▸ WHAT THE TASK ASKS:
Find the line containing "find the broken tree stump" in the material below; copy that line and all following lines exactly.
———
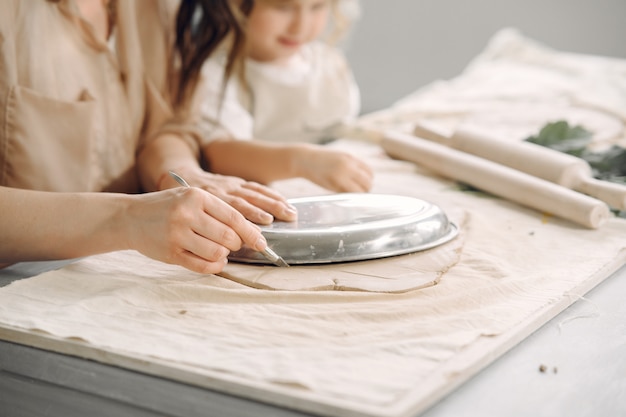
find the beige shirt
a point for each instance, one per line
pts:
(75, 110)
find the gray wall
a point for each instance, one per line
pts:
(398, 46)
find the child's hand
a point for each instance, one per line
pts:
(334, 170)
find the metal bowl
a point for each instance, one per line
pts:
(353, 227)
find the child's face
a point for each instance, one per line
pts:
(278, 28)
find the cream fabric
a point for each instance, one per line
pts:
(337, 353)
(302, 101)
(74, 111)
(515, 87)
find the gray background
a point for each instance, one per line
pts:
(398, 46)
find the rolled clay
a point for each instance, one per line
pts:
(497, 179)
(548, 164)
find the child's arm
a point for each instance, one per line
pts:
(265, 162)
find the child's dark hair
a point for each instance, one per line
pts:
(201, 26)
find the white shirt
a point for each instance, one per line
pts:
(303, 100)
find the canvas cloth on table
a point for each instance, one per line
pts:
(337, 353)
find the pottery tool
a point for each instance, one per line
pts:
(548, 164)
(346, 227)
(497, 179)
(268, 253)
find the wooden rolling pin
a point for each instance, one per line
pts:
(548, 164)
(497, 179)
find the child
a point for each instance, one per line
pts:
(291, 93)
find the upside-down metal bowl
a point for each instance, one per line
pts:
(353, 227)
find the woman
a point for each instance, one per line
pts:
(83, 126)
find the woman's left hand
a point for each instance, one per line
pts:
(258, 203)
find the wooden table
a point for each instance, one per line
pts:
(583, 351)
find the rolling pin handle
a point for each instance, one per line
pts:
(611, 193)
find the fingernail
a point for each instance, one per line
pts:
(266, 217)
(261, 243)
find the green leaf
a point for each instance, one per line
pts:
(562, 137)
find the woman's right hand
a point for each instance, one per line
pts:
(189, 227)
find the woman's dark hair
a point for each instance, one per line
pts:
(201, 26)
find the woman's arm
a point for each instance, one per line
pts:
(256, 202)
(184, 226)
(265, 162)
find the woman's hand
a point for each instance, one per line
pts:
(256, 202)
(188, 227)
(334, 170)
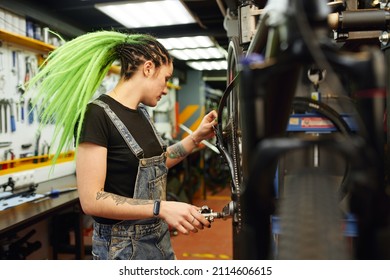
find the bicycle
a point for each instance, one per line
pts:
(291, 37)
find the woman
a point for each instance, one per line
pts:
(121, 161)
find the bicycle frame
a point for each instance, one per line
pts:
(264, 109)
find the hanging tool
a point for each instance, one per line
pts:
(12, 116)
(1, 118)
(36, 149)
(5, 144)
(210, 215)
(21, 108)
(5, 115)
(45, 151)
(30, 112)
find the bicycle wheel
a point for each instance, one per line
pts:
(311, 223)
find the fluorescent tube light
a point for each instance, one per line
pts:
(187, 42)
(196, 54)
(208, 65)
(138, 14)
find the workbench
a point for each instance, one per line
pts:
(19, 217)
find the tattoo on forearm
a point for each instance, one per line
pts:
(118, 199)
(177, 151)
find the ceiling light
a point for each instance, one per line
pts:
(195, 54)
(137, 14)
(208, 65)
(187, 42)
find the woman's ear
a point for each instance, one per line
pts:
(148, 68)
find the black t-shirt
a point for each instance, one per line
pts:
(122, 164)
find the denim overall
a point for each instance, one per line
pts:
(136, 239)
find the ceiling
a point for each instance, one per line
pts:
(82, 15)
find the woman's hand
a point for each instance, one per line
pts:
(182, 216)
(206, 128)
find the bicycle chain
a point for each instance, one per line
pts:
(237, 185)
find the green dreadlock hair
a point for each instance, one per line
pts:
(72, 73)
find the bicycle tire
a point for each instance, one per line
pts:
(310, 219)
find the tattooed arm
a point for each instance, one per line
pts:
(91, 175)
(177, 152)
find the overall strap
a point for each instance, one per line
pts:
(134, 147)
(146, 114)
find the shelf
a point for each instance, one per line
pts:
(27, 42)
(44, 48)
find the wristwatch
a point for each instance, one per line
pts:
(156, 207)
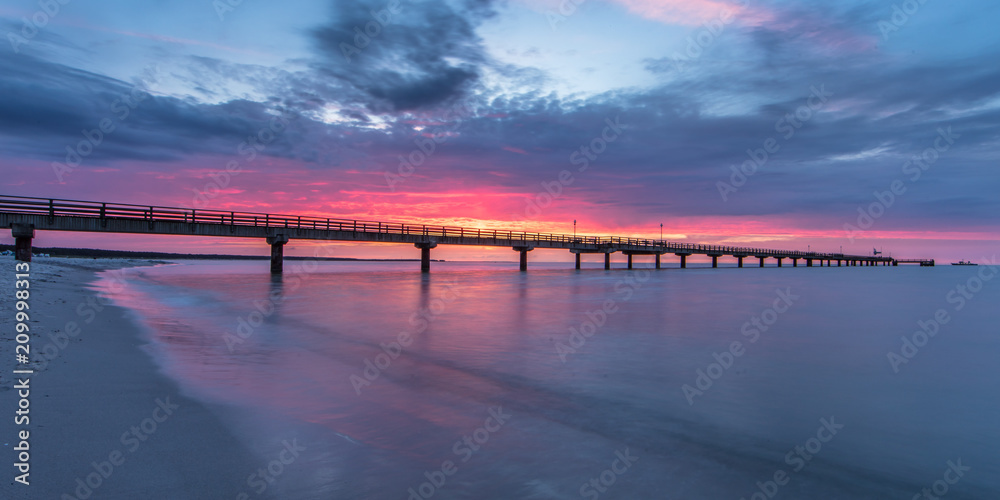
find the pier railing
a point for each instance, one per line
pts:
(53, 207)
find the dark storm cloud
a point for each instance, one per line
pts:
(408, 54)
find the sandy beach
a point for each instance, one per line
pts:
(104, 422)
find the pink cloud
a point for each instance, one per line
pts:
(695, 12)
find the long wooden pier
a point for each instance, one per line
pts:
(24, 215)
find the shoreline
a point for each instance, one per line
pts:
(105, 422)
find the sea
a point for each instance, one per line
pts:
(371, 380)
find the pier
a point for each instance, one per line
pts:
(24, 216)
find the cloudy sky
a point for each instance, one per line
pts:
(767, 122)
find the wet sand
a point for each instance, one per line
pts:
(104, 422)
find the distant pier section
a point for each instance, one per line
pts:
(25, 215)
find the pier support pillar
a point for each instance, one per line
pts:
(425, 255)
(683, 257)
(277, 243)
(524, 256)
(22, 233)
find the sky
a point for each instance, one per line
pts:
(774, 123)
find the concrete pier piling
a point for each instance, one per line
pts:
(277, 243)
(22, 233)
(524, 255)
(425, 255)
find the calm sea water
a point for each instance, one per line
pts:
(478, 387)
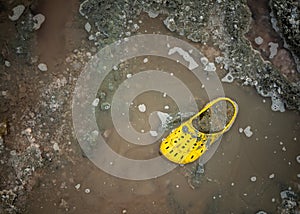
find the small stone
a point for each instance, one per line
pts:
(258, 40)
(87, 27)
(145, 60)
(56, 147)
(298, 159)
(96, 102)
(42, 67)
(273, 49)
(248, 131)
(153, 133)
(7, 63)
(17, 12)
(38, 20)
(210, 67)
(261, 212)
(204, 60)
(77, 186)
(142, 107)
(105, 106)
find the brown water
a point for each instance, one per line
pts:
(226, 187)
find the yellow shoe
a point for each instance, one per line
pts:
(192, 138)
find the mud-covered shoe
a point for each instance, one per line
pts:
(193, 138)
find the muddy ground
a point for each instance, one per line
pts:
(43, 169)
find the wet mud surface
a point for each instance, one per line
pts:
(44, 170)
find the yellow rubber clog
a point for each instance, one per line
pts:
(192, 138)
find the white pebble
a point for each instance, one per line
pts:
(272, 176)
(7, 63)
(153, 133)
(248, 131)
(142, 107)
(145, 60)
(298, 158)
(77, 186)
(55, 147)
(43, 67)
(38, 20)
(17, 12)
(258, 40)
(95, 102)
(87, 27)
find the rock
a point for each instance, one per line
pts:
(253, 179)
(56, 147)
(142, 107)
(153, 133)
(17, 12)
(261, 212)
(105, 106)
(77, 186)
(298, 159)
(248, 132)
(95, 102)
(87, 27)
(273, 49)
(258, 40)
(228, 78)
(7, 63)
(38, 20)
(42, 67)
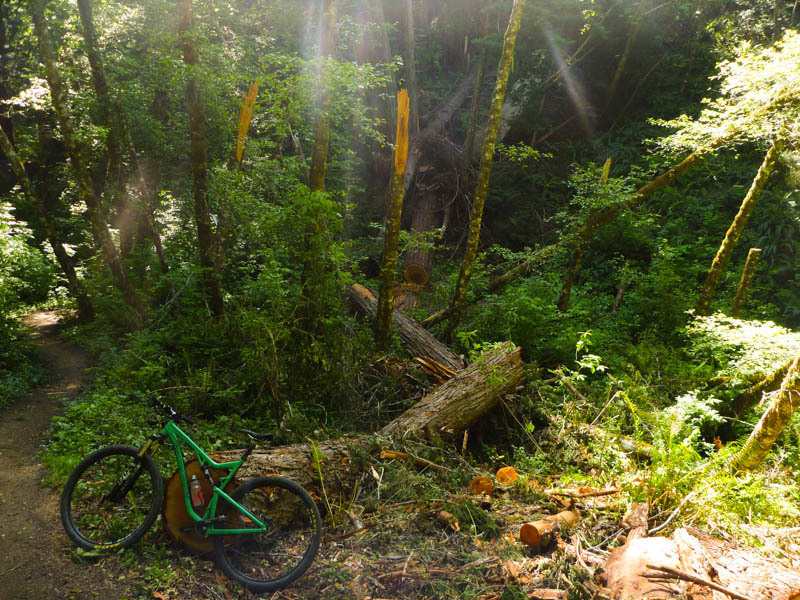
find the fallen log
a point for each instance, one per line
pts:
(732, 567)
(539, 533)
(331, 467)
(416, 339)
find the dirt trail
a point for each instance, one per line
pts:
(35, 561)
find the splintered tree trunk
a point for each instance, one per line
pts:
(753, 258)
(577, 255)
(411, 68)
(119, 141)
(76, 289)
(778, 414)
(487, 156)
(79, 167)
(383, 318)
(425, 216)
(416, 340)
(735, 231)
(451, 407)
(199, 158)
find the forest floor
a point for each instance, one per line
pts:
(404, 533)
(35, 562)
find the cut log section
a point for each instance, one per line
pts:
(728, 565)
(539, 533)
(175, 515)
(416, 339)
(452, 407)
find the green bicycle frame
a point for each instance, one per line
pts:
(176, 436)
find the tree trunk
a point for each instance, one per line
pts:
(778, 414)
(750, 266)
(76, 289)
(119, 143)
(411, 69)
(199, 158)
(322, 122)
(79, 167)
(416, 340)
(487, 156)
(735, 231)
(418, 258)
(449, 408)
(577, 255)
(391, 240)
(623, 59)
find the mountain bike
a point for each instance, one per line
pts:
(266, 533)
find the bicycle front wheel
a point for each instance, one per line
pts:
(271, 560)
(111, 498)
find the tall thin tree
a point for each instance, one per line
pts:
(735, 230)
(78, 164)
(487, 156)
(198, 152)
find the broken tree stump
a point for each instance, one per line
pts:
(417, 340)
(453, 406)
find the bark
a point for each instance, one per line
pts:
(334, 466)
(577, 255)
(596, 221)
(459, 402)
(623, 59)
(753, 258)
(540, 533)
(735, 230)
(472, 126)
(778, 414)
(79, 168)
(416, 340)
(442, 115)
(411, 68)
(487, 155)
(322, 123)
(391, 240)
(119, 143)
(739, 571)
(198, 154)
(425, 216)
(754, 394)
(76, 289)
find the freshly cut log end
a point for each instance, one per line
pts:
(539, 533)
(416, 274)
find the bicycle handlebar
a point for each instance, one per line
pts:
(173, 414)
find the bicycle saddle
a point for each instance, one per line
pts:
(254, 435)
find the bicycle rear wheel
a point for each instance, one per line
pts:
———
▸ ANSWER TO THIS PROBLEM:
find the broken tree stump
a point for each instance, one per line
pts:
(417, 340)
(453, 406)
find the bark
a point for each instance, one per line
pts:
(334, 466)
(577, 255)
(596, 221)
(459, 402)
(623, 59)
(753, 258)
(540, 533)
(735, 230)
(472, 126)
(778, 414)
(79, 168)
(416, 340)
(442, 115)
(411, 68)
(487, 155)
(322, 123)
(391, 240)
(119, 143)
(739, 571)
(198, 154)
(425, 216)
(754, 394)
(76, 289)
find the freshly cut log end
a point for each instance, one per line
pts:
(539, 533)
(416, 274)
find the bicycle handlebar
a point for each instance, one per line
pts:
(173, 414)
find the bicycle saddle
a point for each instance, one per line
pts:
(254, 435)
find the bicycle rear wheel
a point for each instance, one per line
pts:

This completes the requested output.